Exercise requirements: Return every line of the listing below that contains the word "white".

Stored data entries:
· · ·

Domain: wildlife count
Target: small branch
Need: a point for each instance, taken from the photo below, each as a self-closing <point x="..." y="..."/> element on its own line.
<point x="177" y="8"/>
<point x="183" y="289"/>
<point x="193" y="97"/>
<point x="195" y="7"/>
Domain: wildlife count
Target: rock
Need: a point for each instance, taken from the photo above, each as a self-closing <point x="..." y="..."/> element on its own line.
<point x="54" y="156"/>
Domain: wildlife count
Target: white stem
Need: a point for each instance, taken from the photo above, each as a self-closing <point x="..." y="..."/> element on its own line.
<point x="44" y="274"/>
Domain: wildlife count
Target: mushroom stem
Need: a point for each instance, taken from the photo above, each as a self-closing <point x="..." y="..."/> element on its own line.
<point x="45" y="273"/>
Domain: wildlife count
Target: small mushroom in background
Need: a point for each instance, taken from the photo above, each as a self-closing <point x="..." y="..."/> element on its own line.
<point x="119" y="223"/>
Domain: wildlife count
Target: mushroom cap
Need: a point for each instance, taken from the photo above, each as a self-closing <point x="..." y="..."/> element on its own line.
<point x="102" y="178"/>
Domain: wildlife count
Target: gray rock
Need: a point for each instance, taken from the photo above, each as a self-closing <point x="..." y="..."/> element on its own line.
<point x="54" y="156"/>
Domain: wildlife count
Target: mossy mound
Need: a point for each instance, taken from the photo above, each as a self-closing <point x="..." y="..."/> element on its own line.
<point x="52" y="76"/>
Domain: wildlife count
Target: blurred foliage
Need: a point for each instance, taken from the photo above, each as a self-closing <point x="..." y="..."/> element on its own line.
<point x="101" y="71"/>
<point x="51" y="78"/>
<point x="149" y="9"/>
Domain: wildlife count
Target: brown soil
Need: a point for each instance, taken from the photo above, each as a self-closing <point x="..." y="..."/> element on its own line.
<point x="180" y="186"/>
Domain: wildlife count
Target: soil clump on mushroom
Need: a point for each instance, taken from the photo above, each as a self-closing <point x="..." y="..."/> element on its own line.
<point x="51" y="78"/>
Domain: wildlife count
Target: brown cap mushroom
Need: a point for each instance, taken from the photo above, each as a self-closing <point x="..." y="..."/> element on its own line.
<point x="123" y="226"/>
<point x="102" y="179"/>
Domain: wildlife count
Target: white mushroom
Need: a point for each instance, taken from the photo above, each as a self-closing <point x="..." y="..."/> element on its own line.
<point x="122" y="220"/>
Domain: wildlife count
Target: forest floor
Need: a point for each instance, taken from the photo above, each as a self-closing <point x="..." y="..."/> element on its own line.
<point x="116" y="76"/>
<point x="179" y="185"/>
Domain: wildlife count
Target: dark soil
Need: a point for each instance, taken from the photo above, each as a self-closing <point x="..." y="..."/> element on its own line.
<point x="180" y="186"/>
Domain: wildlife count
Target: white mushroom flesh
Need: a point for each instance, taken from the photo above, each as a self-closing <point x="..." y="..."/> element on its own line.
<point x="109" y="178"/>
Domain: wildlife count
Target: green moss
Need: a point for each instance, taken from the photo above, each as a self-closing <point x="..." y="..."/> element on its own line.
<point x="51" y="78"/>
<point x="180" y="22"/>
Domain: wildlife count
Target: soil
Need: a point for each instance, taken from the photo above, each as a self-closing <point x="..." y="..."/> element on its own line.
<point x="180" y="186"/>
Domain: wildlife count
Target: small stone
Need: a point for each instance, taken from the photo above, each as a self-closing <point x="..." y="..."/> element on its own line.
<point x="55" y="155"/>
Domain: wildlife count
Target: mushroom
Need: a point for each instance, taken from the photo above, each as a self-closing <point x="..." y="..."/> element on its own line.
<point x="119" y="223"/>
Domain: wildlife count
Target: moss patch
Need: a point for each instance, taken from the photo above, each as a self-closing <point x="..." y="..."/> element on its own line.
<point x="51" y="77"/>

· · ·

Right answer:
Target: white stem
Target: white mushroom
Target: white mushroom flesh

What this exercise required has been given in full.